Zu erledigende Aufgabe> Führen Sie den Text über das neue Rekordhoch an Kohlendioxid im Anschluss an seinen letzten Satz fort.

Ausgangstext>

▽

Neues Rekordhoch an Kohlendioxid
Selbst, wenn alle Staaten die im Paris-Abkommen festgehaltenen Versprechen einhalten und auch nachfolgend nicht wesentlich schärfere Maßnahmen ergreifen würden, wird sich die Erde bis 2100 auf 3°C im Vergleich zum vorindustriellen Niveau erwärmen. Besonders G20-Staaten hinken noch dazu ihren Versprechungen hinterher. Das stellte der „Emissions Gap Report“ des Umweltprogramms der UN (UNEP) fest. Diese Berichte bildeten die Grundlage für die Verhandlungen auf dem Klimagipfel in Bonn.

△

Angezeigte Informationen>
▽

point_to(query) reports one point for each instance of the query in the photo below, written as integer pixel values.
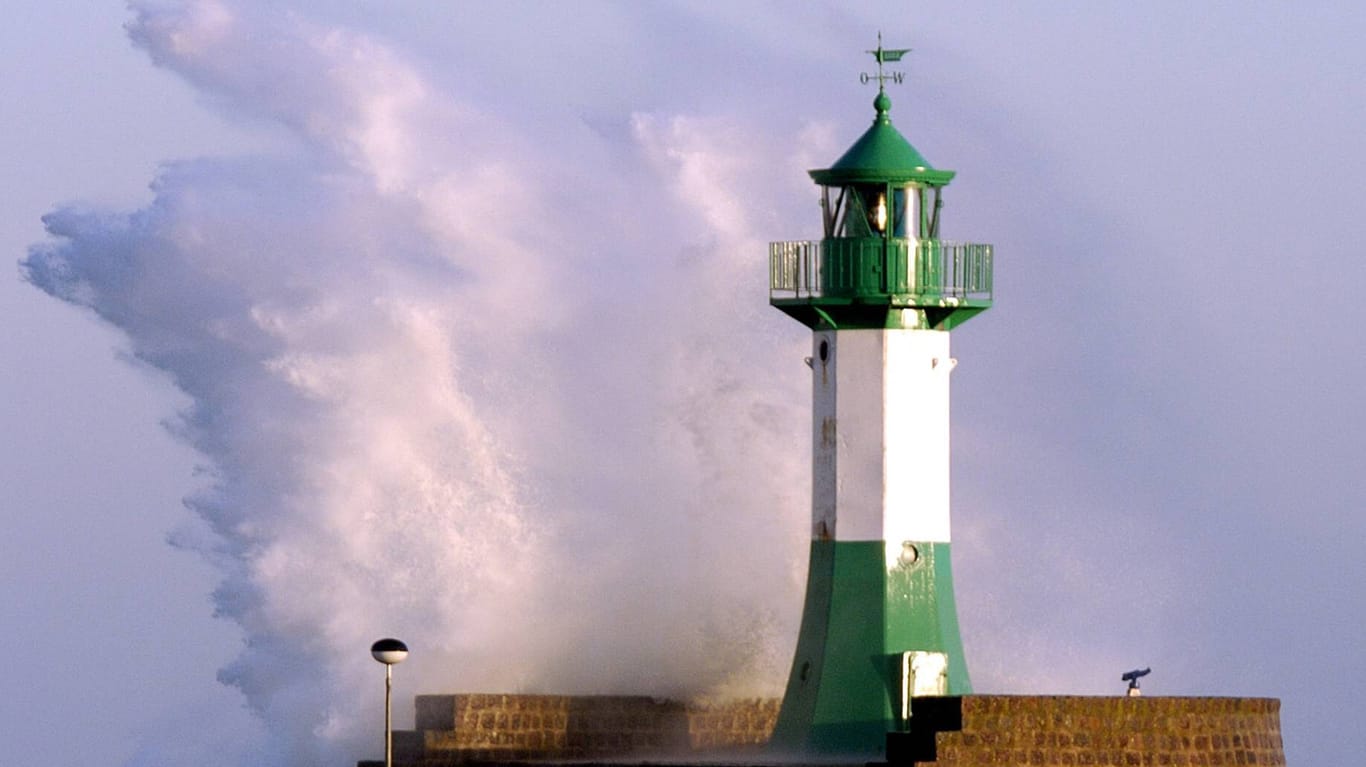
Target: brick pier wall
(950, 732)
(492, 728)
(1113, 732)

△
▽

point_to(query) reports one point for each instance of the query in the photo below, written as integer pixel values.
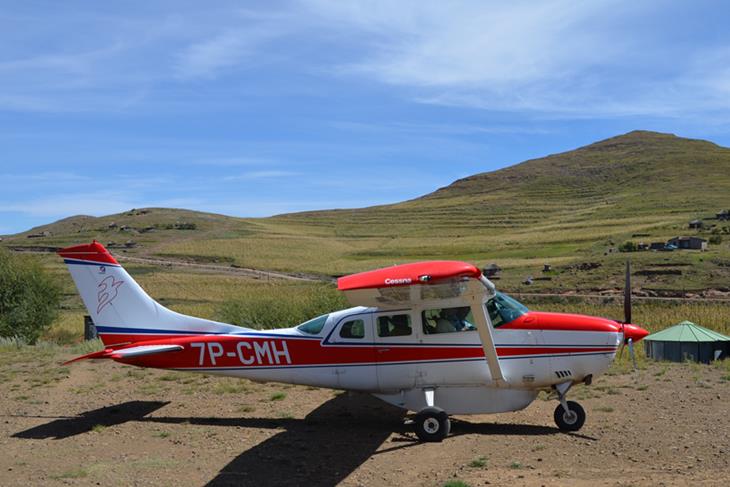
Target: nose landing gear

△

Ergebnis der Aufgabe>
Größter CO2-Produzent
Kohlenstoffdioxid (CO2) ist vor Methan und Lachgas das wichtigste Treibhausgas und für über 65% der globalen Erwärmung verantwortlich. Vermutlich war die CO2-Konzentration seit 3 bis 5 Millionen Jahren nicht so hoch wie heute. Aus Luftbläschen im Eis ist die Atmosphärenzusammensetzung der letzten 800.000 Jahren bekannt (so alt ist das älteste bekannte Eis). Wir wissen, dass in dieser Zeit die Konzentration zwischen 180 und 210 ppm (ppm = parts per million = Teilchen pro Million) in den Eiszeiten und zwischen 210 und 300 ppm in Warmzeiten schwankte. In den letzten 10.000 Jahren lag die CO2-Konzentration stabil bei 260-280 ppm. Seit der Verbrennung fossiler Brennstoffe ist sie innerhalb von 150 Jahren von 278 ppm auf den aktuellen Wert von 403 ppm gestiegen.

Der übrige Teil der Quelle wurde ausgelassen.